Text excerpt
Valentin Schatz, Chair of International Maritime Law at the University of Hamburg says that Italy should have assigned a port. A return of refugees to Libya would be illegal, so it is understandable to head for the nearest port of Lampedusa. The ship is not designed for a further non-stop voyage to its flag state of the Netherlands. "The law is somewhat more on the part of the NGO, but ultimately the international law of the sea does not regulate how this situation is to be resolved".[62]
From 26 to 28 February 2021, after a seven-month break, the Sea-Watch 3 rescued 317 people from drowning off the Libyan coast. A week earlier, the ship had left the port of the Spanish city of Burriana to patrol the Libyan coast.[63]
The Italian coast guard interned the Sea-Watch 3 on 21 March in Augusta. The ship was heavily overloaded when 363 shipwrecked people were rescued on 3 March and had violated regulations when entering Augusta and the crew had contaminated port facilities with hydraulic oil from a crane. During the ship inspection, deficiencies in fire and environmental protection measures were found. A spokeswoman for SeaWatch stated that the allegations were already known from the last internment and were politically motivated.[64] [65]
Sea Watch 3: NDR documentary by filmmakers Nadia Kailouli and Jonas Schreijäg. They accompanied the Sea Watch 3 on the rescue voyage in June 2019 for 21 days until Carola Rackete was arrested.[66] The film was awarded the Grimme Prize 2020.[67]

(Stored data entries)
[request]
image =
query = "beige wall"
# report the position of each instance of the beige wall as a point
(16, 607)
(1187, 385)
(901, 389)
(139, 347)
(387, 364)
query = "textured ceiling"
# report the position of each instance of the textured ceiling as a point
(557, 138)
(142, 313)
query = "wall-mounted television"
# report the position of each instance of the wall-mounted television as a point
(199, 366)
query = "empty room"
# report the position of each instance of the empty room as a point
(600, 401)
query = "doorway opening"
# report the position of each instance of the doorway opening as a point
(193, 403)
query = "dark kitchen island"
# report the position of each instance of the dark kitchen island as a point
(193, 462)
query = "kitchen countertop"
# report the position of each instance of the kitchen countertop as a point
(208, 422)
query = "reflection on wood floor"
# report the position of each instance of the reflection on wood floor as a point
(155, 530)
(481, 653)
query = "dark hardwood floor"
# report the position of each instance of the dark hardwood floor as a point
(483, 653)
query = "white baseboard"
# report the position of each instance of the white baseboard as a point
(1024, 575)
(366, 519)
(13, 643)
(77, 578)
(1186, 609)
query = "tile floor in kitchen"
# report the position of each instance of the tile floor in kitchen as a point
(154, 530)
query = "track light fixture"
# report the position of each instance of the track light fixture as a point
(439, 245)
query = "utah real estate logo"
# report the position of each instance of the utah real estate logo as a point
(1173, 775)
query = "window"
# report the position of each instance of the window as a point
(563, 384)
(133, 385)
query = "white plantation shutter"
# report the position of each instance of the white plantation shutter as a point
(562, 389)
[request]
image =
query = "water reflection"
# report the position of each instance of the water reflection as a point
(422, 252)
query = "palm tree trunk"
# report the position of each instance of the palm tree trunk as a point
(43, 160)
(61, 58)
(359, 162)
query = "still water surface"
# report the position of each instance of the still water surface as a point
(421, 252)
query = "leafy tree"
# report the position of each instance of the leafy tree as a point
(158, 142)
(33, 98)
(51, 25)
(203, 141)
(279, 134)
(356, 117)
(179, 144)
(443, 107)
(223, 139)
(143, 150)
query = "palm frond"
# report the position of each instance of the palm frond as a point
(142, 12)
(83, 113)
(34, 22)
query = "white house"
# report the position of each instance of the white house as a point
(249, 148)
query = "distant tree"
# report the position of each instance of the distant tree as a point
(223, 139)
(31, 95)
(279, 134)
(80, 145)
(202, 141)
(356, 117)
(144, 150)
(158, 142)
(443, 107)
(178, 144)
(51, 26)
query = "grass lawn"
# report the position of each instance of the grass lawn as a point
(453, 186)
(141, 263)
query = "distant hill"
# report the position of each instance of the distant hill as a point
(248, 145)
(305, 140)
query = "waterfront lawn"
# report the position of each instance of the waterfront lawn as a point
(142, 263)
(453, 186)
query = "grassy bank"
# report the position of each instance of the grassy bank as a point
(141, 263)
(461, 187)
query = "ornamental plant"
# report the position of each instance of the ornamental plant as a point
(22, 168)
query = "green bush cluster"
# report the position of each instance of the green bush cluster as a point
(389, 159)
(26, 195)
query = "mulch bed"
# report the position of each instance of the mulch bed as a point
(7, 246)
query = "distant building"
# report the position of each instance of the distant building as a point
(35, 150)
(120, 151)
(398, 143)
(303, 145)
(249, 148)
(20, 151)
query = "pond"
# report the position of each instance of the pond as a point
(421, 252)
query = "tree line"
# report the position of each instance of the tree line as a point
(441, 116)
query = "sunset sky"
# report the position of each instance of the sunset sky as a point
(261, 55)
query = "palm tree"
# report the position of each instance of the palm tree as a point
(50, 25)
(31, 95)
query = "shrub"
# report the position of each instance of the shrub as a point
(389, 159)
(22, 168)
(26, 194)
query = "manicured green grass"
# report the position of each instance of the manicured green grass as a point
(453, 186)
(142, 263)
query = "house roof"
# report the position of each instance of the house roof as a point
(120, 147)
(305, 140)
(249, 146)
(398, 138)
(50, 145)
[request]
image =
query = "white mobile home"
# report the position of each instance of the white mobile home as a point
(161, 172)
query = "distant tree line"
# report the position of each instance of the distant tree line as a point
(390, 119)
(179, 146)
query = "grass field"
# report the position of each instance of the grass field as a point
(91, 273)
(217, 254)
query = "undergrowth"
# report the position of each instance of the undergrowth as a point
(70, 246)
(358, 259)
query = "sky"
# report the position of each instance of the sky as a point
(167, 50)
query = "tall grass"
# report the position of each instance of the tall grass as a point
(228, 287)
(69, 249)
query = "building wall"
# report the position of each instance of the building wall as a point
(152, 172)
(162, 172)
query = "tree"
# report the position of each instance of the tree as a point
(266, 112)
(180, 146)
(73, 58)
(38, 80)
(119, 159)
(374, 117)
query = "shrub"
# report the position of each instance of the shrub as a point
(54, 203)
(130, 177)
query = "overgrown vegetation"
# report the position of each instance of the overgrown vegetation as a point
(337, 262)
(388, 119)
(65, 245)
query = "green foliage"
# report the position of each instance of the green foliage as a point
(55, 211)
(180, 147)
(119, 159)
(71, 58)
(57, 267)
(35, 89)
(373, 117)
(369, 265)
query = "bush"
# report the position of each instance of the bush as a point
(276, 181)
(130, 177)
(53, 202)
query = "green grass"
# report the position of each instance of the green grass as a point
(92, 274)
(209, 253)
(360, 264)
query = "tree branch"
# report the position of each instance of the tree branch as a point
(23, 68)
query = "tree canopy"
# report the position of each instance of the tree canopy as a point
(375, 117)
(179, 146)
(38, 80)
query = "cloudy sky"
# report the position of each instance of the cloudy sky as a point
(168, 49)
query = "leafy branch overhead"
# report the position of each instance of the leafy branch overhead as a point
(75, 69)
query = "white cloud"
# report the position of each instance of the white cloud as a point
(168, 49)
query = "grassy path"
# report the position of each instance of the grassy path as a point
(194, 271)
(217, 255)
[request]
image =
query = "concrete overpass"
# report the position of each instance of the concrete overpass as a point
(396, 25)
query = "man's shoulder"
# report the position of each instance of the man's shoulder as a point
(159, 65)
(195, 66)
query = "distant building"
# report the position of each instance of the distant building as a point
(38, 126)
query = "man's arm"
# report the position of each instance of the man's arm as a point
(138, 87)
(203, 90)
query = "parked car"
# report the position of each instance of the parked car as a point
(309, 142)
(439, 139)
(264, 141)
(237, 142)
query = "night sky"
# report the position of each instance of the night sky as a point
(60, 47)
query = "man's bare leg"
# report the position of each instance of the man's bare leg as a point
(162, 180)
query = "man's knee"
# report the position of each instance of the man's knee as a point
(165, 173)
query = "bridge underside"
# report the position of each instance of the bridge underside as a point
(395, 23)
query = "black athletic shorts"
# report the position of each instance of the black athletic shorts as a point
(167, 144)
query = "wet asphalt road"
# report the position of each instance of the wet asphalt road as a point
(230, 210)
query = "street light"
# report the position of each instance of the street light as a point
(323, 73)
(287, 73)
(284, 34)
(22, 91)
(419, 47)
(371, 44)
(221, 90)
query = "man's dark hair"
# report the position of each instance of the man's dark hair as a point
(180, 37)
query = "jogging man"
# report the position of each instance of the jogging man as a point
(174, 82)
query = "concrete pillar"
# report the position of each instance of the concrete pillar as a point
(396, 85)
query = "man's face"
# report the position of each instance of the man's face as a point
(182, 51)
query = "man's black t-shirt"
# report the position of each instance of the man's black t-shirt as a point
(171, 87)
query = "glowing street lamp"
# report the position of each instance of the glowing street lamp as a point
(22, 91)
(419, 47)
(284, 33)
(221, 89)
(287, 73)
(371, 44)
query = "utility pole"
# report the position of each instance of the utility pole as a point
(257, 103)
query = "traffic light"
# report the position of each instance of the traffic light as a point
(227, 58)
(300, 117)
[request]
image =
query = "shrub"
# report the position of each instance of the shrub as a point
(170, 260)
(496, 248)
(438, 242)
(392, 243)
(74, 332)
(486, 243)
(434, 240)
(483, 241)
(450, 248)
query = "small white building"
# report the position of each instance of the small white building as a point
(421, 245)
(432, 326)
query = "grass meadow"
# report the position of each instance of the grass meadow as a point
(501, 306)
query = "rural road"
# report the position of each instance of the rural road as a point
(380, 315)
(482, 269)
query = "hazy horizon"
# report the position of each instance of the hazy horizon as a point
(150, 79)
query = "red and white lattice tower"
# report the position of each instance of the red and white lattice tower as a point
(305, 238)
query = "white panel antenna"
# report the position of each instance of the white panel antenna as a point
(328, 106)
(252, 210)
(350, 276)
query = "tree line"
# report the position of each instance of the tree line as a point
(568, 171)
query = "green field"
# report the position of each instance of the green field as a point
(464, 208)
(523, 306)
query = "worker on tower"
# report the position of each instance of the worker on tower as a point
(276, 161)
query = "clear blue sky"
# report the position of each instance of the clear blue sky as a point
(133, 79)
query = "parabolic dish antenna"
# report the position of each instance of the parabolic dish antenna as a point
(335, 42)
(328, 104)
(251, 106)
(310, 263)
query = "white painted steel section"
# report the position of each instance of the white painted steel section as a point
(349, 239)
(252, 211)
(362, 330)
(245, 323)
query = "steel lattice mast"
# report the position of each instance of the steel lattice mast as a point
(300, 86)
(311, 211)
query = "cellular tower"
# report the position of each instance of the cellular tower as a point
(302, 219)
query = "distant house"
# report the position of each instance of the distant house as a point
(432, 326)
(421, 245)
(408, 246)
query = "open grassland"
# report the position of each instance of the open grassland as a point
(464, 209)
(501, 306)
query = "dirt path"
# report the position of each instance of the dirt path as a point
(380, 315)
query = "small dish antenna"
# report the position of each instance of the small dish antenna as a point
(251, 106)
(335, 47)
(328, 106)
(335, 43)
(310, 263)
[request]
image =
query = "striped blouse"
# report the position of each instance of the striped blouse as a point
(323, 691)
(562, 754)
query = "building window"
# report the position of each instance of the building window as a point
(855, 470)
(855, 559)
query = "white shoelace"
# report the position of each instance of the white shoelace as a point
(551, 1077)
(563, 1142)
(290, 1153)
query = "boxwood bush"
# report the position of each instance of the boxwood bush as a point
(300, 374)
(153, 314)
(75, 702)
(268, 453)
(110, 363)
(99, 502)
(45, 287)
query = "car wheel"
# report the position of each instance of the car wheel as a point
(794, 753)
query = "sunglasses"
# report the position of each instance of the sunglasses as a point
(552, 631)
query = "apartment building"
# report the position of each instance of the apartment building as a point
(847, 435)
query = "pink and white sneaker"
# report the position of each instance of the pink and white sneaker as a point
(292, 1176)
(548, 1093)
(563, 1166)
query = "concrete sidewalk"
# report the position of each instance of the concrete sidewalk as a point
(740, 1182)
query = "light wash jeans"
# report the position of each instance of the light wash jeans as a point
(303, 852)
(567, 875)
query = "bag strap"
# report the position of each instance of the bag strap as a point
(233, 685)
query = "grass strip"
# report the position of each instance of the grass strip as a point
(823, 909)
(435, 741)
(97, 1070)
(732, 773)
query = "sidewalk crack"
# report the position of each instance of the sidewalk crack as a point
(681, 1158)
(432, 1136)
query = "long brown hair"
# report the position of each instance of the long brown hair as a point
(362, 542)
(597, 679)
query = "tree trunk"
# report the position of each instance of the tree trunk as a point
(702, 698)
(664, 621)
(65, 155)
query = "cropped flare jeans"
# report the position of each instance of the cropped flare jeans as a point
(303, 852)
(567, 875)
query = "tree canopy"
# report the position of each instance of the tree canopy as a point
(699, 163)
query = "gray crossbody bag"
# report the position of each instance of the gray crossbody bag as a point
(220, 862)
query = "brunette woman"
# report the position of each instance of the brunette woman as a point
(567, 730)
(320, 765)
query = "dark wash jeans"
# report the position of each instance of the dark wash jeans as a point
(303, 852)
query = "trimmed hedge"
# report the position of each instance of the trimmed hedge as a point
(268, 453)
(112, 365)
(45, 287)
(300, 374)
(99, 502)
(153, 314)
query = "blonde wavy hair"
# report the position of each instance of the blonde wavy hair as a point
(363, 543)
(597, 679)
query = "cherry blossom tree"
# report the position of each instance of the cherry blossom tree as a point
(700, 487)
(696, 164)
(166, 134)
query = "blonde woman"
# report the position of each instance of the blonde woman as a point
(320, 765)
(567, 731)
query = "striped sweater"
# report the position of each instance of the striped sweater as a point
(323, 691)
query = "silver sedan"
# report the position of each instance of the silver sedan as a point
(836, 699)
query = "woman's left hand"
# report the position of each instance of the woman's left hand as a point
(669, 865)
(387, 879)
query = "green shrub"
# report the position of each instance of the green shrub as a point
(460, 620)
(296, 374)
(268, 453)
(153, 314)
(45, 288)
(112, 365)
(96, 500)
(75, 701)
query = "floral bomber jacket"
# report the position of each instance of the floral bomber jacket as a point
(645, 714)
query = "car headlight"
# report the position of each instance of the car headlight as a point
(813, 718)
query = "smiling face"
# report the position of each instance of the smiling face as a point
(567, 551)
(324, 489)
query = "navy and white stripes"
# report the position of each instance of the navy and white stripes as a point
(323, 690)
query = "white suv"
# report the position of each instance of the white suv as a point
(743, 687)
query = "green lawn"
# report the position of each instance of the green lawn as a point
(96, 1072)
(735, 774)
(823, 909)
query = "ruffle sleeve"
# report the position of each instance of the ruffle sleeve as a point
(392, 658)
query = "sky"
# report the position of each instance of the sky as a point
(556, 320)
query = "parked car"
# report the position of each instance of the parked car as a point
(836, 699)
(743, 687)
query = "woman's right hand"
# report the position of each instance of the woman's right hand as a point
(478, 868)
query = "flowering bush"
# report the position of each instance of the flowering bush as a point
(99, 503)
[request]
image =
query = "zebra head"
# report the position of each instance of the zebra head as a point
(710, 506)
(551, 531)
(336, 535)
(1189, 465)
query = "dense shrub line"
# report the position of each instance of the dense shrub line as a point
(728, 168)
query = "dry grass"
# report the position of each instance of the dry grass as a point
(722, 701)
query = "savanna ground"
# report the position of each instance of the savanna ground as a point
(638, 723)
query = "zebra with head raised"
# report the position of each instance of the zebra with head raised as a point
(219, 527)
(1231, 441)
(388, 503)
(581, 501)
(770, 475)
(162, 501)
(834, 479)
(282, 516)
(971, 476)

Using the information
**1.** Determine whether each of the following statements agrees with the Sea-Watch 3 text, answering yes or no and quoting the deciding words: (a) The ship left the port of Burriana one week before its rescues of late February 2021. (b) The Italian coast guard interned the ship in Lampedusa. (c) The documentary filmmakers accompanied the ship for 30 days.
**2.** According to the Sea-Watch 3 text, which award did the NDR documentary receive?
**3.** List every person named in the Sea-Watch 3 text.

Answer section
**1.**
(a) Yes: "A week earlier, the ship had left the port of the Spanish city of Burriana to patrol the Libyan coast."
(b) No: "The Italian coast guard interned the Sea-Watch 3 on 21 March in Augusta."
(c) No: "They accompanied the Sea Watch 3 on the rescue voyage in June 2019 for 21 days until Carola Rackete was arrested."

**2.** The Grimme Prize 2020.

**3.**
Valentin Schatz
Nadia Kailouli
Jonas Schreijäg
Carola Rackete